### Aim
Take all the material and copy it exactly.

### Provided records
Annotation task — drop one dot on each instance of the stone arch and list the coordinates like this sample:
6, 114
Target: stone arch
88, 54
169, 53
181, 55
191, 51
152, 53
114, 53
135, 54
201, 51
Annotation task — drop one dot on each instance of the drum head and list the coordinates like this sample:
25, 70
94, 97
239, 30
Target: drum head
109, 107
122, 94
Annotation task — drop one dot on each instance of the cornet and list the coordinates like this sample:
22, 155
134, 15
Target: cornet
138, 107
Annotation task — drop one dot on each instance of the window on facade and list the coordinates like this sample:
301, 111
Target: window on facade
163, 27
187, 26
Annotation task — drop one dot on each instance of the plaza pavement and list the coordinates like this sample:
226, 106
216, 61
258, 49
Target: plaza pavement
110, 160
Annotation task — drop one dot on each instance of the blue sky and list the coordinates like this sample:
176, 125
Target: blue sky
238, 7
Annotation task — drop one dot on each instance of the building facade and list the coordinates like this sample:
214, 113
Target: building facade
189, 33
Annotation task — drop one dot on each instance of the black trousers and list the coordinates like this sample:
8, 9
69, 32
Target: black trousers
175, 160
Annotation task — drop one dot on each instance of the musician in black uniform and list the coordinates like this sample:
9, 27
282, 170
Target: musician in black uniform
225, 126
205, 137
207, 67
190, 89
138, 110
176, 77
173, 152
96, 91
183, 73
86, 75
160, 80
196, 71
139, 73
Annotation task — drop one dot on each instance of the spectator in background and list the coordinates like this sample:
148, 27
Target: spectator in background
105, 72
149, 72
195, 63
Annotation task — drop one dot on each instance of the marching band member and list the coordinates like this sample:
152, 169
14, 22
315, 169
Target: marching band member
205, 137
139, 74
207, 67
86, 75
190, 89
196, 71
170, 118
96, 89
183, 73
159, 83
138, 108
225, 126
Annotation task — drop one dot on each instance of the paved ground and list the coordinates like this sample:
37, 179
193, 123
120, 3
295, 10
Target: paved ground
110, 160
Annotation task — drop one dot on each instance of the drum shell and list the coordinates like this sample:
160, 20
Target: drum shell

### Final result
Annotation task — drop one dot on each instance of the stone arch and list the coordinates like this sample:
6, 114
Target: stone arch
88, 54
169, 53
181, 55
191, 51
152, 53
114, 53
135, 54
201, 51
Annotation task — drop one dot on each instance of the drum head and list the coordinates like this sample:
25, 70
94, 97
239, 30
Target: drum head
109, 107
122, 94
Annotation task — drop one dot on each instance of the cornet and list the coordinates like this sample:
22, 155
134, 15
Target: cornet
138, 107
Annotation task — drop one dot on each instance of the window on facade and list the coordinates like this sample:
301, 111
Target: window on facade
163, 27
187, 26
Annotation task — drop one dot on each instance of the plaza pavement and list the coordinates like this sample:
226, 106
216, 61
258, 49
Target: plaza pavement
110, 160
Annotation task — drop one dot on each instance of the blue sky and list the coordinates like this sample:
176, 125
Target: blue sky
238, 7
Annotation task — drop one dot on each instance of the building facade and list the coordinates like this sample:
214, 113
Target: building facade
189, 33
Annotation task — drop one dot on each instance of the black trousers and list the coordinates like this sample:
8, 9
69, 32
Target: black trousers
175, 160
Annotation task — drop one dot on each instance of the musician in black uniform and list the coordinates like this sample:
9, 27
282, 170
Target: musician in black uniform
225, 126
205, 137
207, 67
190, 89
138, 110
176, 77
173, 152
96, 91
183, 73
86, 75
160, 80
196, 71
139, 73
Annotation task — drop one dot on each instance of the spectator in background and list the coordinates like this sample:
148, 27
Target: spectator in background
105, 72
149, 72
195, 63
Annotation task — drop one dot on each instance of the marching band member and list the coordinates like this sample:
152, 169
14, 22
315, 169
Target: marching band member
205, 137
139, 74
207, 67
86, 75
190, 89
196, 71
170, 118
96, 89
183, 73
159, 83
138, 108
225, 126
Annotation task — drop one dot on each instance of the paved ground and list the coordinates like this sample:
37, 179
193, 123
120, 3
295, 10
Target: paved ground
110, 160
Annotation task — drop one dot on each instance of the drum shell and list the coordinates like this sample:
160, 20
Target: drum shell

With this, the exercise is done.